Quite bizarrely, I was told that my presence as a transgender woman was bringing ill fate to my colleagues, and I was advised to withdraw from my position. I was the target of perpetual harassment. Thankfully, in 2009, I was informed by two of my fellow transgender sisters, Belinha and Tuta, that there was an opportunity available to volunteer in a non-governmental organization: Fundasaun Timor Harii (FTH). This organization focuses on spreading awareness on STIs and HIV/AIDS. I was very attracted to this opportunity because of the experiences I’ve had. With a team of twenty other transgender women and men who have sex with men (MSM) volunteers in FTH, I was able to raise awareness within a very large community here. Wherever there were transgender women and MSM, there I was, teaching them all about HIV/AIDS and all the various STIs.

Later that year I was invited to attend a workshop in Bali, Indonesia, where we were taught assessment techniques, undoubtedly an essential tool to help the transgender women and MSM community here in Timor-Leste. Upon return, I undertook assessment projects in two districts.  The goal of this assessment was to ascertain the understanding of HIV/AIDS and STIs within the local transgender women and MSM community, and the efficacy of public healthcare programs in enabling access to medical care for this community. I also analyzed the stigma and discrimination faced by my LGBTQI brothers and sisters, and drafted recommendations to relevant authorities on future projects. I was very sorry to report that the mainstream community was incapable of accepting the transgender women and MSM community as part of the Timor-Leste ecosystem. And it was up to me to change that.

On 27 July, 2010, I was invited by one of the NGOs under FTH, Scarlet Timor Colectivo, to attend a meeting in Malaysia. Because I was also a member of Asia Pacific Network of Sex Workers (APNSW), I attended as a representative of transgender sex workers (TG SW) in Timor-Leste. In this meeting, we discussed the situation involving transgender sex workers in Asia, and what life in general is like for TG SWs in our respective countries. I have first-hand experience on the difficult challenges faced by TG SWs, and in the meeting, I shared my own accounts from Timor-Leste. In a nutshell, this is the situation in Timor-Leste: the number of TG SWs is relatively low compared to other countries per capita, and more often than not trans individuals hire males for sex. In fact, cisgender male sex workers are more numerous than transgender female sex workers.

Excerpted records:

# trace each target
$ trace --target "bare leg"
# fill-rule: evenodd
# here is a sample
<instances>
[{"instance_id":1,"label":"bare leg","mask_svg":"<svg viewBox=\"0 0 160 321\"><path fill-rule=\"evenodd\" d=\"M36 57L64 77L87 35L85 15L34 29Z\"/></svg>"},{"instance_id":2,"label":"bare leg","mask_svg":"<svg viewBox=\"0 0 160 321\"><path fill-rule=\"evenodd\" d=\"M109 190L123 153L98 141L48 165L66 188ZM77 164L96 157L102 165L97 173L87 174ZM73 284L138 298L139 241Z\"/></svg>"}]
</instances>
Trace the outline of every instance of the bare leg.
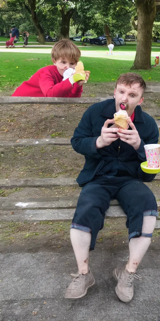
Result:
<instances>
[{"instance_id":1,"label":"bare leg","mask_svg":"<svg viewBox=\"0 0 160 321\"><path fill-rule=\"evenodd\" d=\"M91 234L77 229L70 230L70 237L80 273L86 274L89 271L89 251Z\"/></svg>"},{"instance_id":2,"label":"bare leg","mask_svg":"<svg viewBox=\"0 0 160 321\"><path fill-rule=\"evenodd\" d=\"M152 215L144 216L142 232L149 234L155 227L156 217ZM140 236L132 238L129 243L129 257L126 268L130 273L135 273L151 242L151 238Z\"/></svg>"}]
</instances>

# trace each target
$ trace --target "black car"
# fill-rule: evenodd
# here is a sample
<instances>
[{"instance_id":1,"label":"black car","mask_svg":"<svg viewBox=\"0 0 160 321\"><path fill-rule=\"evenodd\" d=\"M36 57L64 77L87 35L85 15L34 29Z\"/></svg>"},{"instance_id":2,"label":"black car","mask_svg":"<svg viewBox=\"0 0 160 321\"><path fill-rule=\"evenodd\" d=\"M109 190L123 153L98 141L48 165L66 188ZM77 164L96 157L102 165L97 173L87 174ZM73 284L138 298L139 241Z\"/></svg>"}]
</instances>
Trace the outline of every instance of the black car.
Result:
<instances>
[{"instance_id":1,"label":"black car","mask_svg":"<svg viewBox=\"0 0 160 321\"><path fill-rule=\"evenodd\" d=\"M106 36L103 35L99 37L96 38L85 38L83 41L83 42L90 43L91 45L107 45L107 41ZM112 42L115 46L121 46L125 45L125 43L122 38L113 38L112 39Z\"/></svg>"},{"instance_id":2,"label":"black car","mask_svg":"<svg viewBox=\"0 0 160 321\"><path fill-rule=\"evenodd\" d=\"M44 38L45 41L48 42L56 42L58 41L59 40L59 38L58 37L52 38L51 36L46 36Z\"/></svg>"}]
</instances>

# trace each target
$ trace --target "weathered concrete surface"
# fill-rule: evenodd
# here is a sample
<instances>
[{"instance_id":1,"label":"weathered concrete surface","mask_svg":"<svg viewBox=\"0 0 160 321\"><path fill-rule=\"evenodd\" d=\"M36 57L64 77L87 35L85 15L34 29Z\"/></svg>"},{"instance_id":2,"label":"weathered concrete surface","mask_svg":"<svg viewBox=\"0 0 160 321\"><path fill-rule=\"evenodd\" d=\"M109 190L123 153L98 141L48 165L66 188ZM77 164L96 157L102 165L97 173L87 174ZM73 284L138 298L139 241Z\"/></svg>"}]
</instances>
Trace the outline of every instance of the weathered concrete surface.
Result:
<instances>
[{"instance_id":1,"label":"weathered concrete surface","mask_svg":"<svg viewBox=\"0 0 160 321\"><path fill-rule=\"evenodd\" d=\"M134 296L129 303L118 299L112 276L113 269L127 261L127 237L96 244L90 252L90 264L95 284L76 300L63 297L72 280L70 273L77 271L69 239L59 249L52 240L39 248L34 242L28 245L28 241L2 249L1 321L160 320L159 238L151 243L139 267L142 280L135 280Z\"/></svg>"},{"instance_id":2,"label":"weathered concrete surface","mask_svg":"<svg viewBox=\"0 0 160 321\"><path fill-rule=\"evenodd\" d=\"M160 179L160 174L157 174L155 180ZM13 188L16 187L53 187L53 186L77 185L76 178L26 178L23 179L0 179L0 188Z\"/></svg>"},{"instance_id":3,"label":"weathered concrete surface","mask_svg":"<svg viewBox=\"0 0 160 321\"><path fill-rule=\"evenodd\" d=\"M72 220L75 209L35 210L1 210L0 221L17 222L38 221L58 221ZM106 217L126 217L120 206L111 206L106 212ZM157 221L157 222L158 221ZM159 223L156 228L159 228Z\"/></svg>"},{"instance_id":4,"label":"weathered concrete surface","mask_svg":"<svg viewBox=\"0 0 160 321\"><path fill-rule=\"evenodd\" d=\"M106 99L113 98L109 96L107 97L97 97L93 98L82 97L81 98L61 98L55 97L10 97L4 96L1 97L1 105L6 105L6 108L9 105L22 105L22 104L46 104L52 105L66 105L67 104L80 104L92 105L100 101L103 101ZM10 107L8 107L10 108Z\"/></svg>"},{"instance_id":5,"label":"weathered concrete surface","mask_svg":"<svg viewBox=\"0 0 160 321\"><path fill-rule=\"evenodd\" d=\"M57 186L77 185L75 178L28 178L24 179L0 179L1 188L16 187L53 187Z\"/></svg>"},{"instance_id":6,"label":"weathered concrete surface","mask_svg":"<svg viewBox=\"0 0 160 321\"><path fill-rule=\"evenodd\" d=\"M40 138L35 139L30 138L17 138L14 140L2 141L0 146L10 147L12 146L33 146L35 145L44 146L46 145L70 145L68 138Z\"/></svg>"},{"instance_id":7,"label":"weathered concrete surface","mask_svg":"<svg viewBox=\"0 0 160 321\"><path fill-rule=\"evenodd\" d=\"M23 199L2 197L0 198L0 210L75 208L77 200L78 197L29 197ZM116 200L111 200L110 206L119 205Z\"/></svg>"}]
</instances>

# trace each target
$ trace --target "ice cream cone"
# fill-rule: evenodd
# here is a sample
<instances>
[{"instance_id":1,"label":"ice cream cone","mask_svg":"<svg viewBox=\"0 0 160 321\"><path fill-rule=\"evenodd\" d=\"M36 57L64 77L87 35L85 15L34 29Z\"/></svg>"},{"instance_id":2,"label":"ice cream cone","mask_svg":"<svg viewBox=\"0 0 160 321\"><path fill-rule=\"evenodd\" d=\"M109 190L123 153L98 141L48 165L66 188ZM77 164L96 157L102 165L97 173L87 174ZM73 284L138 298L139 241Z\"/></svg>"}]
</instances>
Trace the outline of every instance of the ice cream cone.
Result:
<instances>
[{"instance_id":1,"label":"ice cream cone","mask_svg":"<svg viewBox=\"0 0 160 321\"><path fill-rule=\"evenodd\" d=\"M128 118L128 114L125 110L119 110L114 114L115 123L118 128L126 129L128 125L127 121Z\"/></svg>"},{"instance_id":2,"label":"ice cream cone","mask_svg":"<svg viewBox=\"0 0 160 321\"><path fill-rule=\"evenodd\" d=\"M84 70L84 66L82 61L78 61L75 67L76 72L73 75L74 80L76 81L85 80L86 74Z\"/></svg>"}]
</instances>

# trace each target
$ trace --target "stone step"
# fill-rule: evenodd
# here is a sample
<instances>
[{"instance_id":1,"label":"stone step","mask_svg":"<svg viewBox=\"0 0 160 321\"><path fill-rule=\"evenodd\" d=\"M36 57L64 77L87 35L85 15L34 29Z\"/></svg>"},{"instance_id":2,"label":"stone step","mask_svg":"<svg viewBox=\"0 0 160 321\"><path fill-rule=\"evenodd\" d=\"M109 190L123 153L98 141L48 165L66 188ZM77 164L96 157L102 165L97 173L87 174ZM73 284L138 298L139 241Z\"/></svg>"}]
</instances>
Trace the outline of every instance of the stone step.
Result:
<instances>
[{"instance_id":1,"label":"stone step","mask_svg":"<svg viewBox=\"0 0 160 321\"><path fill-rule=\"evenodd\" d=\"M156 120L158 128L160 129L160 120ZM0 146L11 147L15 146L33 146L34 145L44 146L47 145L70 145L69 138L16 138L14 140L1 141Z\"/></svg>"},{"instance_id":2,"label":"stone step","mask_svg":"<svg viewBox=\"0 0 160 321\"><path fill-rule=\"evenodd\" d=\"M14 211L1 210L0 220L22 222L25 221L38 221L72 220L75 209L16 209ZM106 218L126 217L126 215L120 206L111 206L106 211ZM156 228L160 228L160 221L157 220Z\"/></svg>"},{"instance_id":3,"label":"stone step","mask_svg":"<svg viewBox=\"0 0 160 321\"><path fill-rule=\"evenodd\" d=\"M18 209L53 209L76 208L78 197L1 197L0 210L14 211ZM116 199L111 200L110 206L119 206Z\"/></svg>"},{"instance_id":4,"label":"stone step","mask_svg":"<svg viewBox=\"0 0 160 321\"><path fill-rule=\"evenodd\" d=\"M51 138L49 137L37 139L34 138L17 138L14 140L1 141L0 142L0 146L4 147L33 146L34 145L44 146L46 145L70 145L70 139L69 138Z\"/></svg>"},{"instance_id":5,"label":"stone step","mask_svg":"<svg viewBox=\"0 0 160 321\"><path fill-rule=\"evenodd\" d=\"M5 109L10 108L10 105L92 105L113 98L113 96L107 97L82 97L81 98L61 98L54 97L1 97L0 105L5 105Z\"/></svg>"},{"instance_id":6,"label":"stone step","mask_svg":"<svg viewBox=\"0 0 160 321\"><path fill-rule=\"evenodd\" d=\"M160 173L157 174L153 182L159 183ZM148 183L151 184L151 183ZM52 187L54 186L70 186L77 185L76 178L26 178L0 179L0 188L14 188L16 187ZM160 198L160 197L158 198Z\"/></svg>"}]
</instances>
==
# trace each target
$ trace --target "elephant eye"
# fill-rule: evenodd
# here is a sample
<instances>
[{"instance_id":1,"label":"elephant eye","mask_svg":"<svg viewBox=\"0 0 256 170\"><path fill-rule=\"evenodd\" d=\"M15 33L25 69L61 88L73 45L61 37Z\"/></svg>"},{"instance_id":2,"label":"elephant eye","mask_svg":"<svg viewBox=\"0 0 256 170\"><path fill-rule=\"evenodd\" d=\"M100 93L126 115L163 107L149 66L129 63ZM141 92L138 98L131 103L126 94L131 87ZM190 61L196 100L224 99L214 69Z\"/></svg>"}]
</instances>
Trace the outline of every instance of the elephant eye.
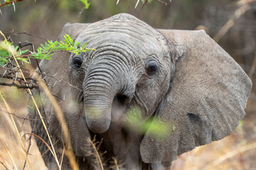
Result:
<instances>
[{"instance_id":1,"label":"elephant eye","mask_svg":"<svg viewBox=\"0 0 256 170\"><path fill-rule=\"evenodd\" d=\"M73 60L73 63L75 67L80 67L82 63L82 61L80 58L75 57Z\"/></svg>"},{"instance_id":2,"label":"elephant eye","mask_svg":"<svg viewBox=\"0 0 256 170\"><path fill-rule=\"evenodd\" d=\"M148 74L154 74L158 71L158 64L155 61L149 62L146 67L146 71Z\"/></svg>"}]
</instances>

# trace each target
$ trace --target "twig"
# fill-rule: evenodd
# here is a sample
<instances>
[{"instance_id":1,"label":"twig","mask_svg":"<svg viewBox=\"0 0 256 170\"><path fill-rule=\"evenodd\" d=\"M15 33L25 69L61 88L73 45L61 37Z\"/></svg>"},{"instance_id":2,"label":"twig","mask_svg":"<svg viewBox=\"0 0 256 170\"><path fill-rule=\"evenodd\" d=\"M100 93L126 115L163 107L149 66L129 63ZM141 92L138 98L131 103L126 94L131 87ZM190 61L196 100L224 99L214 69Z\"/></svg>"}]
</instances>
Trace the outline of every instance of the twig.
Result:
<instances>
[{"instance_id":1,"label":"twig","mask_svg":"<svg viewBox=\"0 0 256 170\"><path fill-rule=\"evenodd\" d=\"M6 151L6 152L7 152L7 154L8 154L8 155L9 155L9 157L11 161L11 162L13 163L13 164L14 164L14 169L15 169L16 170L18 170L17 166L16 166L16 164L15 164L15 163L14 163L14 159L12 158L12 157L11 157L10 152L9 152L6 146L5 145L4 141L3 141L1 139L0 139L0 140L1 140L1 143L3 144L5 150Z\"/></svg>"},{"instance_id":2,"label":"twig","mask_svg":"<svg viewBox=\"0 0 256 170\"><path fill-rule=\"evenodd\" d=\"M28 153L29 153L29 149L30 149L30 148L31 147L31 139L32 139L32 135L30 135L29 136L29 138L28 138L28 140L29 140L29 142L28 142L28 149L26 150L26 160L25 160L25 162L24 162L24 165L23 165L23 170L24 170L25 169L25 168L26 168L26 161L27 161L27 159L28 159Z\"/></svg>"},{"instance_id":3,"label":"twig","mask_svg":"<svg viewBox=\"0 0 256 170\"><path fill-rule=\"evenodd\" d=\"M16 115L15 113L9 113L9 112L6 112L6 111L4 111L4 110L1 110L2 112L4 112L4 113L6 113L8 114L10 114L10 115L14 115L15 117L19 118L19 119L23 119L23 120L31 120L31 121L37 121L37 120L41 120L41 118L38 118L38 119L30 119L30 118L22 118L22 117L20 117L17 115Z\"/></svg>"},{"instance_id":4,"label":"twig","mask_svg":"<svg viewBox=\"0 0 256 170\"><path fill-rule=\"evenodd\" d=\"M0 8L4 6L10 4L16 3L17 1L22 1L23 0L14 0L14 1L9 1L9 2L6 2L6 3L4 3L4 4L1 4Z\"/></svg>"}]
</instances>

Tasks to complete:
1 - Based on the account of transgender advocacy in Timor-Leste, decide whether each statement agrees with the text. Answer yes or no, and quote the words that settle it.
(a) Belinha and Tuta told the writer about the volunteer opening in 2009.
(b) The workshop in Bali taught fundraising techniques.
(c) In Timor-Leste, transgender female sex workers outnumber cisgender male sex workers.
2 - Reproduce the passage of the account of transgender advocacy in Timor-Leste from "On 27 July, 2010, I" up to and including "female sex workers.".
3 - Using the account of transgender advocacy in Timor-Leste, give a short answer to each question.
(a) How many other volunteers were on the writer's team in FTH?
(b) In how many districts did the writer carry out assessment projects?
(c) On what date did Scarlet Timor Colectivo invite the writer to a meeting in Malaysia?

Answers:
1 -
(a) Yes: "in 2009, I was informed by two of my fellow transgender sisters, Belinha and Tuta, that there was an opportunity available to volunteer in a non-governmental organization"
(b) No: "where we were taught assessment techniques"
(c) No: "cisgender male sex workers are more numerous than transgender female sex workers"

2 -
On 27 July, 2010, I was invited by one of the NGOs under FTH, Scarlet Timor Colectivo, to attend a meeting in Malaysia. Because I was also a member of Asia Pacific Network of Sex Workers (APNSW), I attended as a representative of transgender sex workers (TG SW) in Timor-Leste. In this meeting, we discussed the situation involving transgender sex workers in Asia, and what life in general is like for TG SWs in our respective countries. I have first-hand experience on the difficult challenges faced by TG SWs, and in the meeting, I shared my own accounts from Timor-Leste. In a nutshell, this is the situation in Timor-Leste: the number of TG SWs is relatively low compared to other countries per capita, and more often than not trans individuals hire males for sex. In fact, cisgender male sex workers are more numerous than transgender female sex workers.

3 -
(a) Twenty
(b) Two
(c) 27 July, 2010